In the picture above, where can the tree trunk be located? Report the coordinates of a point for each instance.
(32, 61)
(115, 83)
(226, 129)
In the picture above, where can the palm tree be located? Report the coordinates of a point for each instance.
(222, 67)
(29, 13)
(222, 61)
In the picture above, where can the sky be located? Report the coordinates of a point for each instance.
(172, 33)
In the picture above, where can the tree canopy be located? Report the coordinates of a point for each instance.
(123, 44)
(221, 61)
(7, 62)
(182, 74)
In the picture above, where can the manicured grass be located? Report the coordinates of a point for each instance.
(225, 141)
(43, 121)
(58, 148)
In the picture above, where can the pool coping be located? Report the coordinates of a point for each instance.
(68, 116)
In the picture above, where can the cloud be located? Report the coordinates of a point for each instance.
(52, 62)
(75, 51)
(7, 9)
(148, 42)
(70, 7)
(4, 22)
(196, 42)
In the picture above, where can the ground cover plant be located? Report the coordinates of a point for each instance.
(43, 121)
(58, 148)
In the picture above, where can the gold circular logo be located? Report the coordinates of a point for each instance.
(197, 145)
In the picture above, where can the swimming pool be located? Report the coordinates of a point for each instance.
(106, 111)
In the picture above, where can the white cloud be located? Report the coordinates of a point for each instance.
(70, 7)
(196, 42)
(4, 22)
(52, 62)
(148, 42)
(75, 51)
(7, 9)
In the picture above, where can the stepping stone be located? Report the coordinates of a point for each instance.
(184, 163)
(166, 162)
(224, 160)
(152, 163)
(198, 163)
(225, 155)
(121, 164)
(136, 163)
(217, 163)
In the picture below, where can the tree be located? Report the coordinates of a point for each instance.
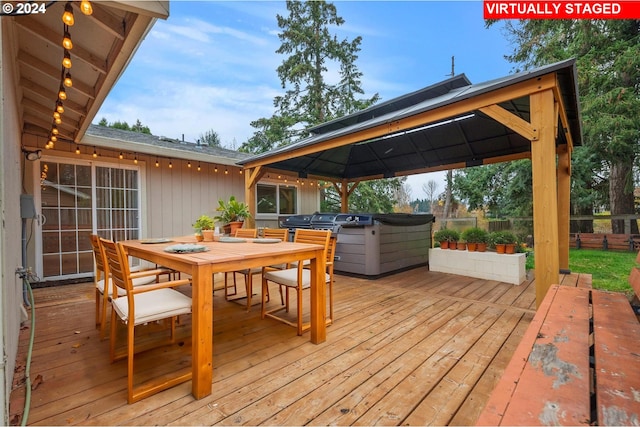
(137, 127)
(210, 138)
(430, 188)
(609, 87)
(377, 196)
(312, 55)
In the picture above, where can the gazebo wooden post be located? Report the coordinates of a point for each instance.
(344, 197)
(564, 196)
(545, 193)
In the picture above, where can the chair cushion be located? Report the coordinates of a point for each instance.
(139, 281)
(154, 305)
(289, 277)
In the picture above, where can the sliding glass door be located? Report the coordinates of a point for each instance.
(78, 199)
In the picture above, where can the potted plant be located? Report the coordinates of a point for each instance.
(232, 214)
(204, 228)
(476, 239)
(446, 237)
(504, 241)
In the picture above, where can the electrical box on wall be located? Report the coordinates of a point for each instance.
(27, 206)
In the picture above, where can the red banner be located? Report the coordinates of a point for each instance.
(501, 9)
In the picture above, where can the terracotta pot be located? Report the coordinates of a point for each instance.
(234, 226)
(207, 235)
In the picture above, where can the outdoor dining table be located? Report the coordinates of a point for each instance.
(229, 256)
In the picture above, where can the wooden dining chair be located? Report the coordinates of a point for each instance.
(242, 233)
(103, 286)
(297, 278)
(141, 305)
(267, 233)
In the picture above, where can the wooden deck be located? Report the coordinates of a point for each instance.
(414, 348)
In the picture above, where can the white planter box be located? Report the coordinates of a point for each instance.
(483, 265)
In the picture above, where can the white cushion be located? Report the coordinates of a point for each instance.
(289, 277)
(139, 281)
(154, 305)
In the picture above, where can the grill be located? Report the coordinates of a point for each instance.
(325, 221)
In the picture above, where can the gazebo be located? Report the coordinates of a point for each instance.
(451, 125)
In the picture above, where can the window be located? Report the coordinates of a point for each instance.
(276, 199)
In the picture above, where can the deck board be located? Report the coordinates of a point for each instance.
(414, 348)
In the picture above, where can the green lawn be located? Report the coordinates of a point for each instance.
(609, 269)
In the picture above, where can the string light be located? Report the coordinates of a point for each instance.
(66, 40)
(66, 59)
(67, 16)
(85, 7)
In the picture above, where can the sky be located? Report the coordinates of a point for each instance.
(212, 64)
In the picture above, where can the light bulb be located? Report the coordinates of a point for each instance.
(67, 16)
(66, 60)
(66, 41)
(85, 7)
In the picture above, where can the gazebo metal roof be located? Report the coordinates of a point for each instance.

- What you need to do
Edit the listing above by replacing "each instance" with "every instance" wherever it occurs, and leave every other line unchanged. Omit the pictures from your answer.

- Result for this task
In the picture above, where can the tree trunk be located? Report the coordinates of a point for every instance.
(32, 61)
(115, 83)
(226, 129)
In the picture above, where can the palm tree be located? Report the coordinates of a point for every instance.
(222, 67)
(29, 13)
(222, 61)
In the picture above, where can the sky be located? Report the coordinates of a point for every instance.
(172, 33)
In the picture above, where can the tree canopy be located? Report the coordinates of a point for every instance.
(123, 44)
(221, 61)
(7, 62)
(182, 74)
In the picture above, where can the manicured grass be located? Report the coordinates of a point for every instance.
(225, 141)
(43, 121)
(58, 148)
In the picture above, where can the pool coping be located? Report the coordinates of a point for every instance.
(68, 116)
In the picture above, where can the cloud be located? Report the coordinates of a point for every instance.
(52, 62)
(75, 51)
(7, 9)
(148, 42)
(70, 7)
(4, 22)
(196, 42)
In the picture above, where can the ground cover plant be located? Report the coordinates of a point for every instance.
(43, 121)
(58, 148)
In the picture above, where can the gold circular logo be located? Report the coordinates of a point for every instance.
(197, 145)
In the picture above, where can the swimming pool be located? Report the coordinates of a point for every instance.
(106, 111)
In the picture above, where can the white cloud be located? Report the coordinates of a point for every instance.
(70, 7)
(196, 42)
(4, 22)
(52, 62)
(148, 42)
(75, 51)
(7, 9)
In the picture above, where can the stepping stone be located? Report the coordinates of a point for every instance.
(184, 163)
(166, 162)
(224, 160)
(152, 163)
(198, 163)
(225, 155)
(121, 164)
(136, 163)
(217, 163)
In the picture below, where can the tree be located? Report the coordinates of a point for every instance.
(137, 127)
(210, 138)
(430, 188)
(609, 87)
(377, 196)
(312, 55)
In the picture above, where can the gazebo wooden post be located? Report the coordinates of a point for every instance.
(344, 197)
(564, 196)
(545, 193)
In the picture above, where can the chair cushion be located? Report the coordinates of a point for every instance.
(139, 281)
(154, 305)
(289, 277)
In the picture above, where can the sliding glass door be located? Report the coordinates of a point for every instance.
(78, 199)
In the picture above, where can the potted plant be located? Report the coordinates of a point for every instance.
(232, 214)
(204, 228)
(476, 239)
(446, 237)
(504, 241)
In the picture above, where can the electrical box on wall be located? Report the coordinates of a point for every instance.
(27, 206)
In the picture above, where can the red banner be located? Report the coordinates of a point for every instance.
(501, 9)
In the picture above, where can the terracotta pot be located? Report the coordinates of a point for every instance.
(234, 226)
(207, 235)
In the picture above, where can the outdoor dining table be located? Report the coordinates of a point for every instance.
(229, 256)
In the picture above, where can the wooden dining chair be located? Report the coordinates of a point for every instance.
(242, 233)
(103, 286)
(297, 278)
(141, 305)
(267, 233)
In the picture above, where can the wooden deck be located? Report the coordinates of a point for every instance.
(414, 348)
In the picture above, where can the white planter box be located? Report the coordinates of a point for every instance.
(483, 265)
In the picture above, where can the white cushion be located? Report the coordinates of a point for every instance.
(289, 277)
(139, 281)
(154, 305)
In the picture above, where can the grill be located? Report the coordinates of a point for every instance.
(325, 221)
In the picture above, where can the gazebo be located? Report the coordinates of a point for every instance.
(451, 125)
In the picture above, where can the window be located? Report the coordinates of a point for every instance.
(276, 199)
In the picture above, where can the deck board be located? Report the coordinates of a point for every instance.
(414, 348)
In the picture above, where can the green lawn be located? Report the coordinates of a point for every instance.
(609, 269)
In the picture above, where can the string light be located? Report the coordinates of a point for every instance.
(66, 40)
(66, 59)
(67, 16)
(85, 7)
In the picture above, where can the sky be located? Report the coordinates of a point for every instance.
(212, 64)
In the picture above, where can the light bulb be located? Report the coordinates of a point for every instance.
(67, 16)
(66, 60)
(66, 41)
(85, 7)
In the picture above, where can the gazebo metal roof be located? Report the coordinates of a point for every instance.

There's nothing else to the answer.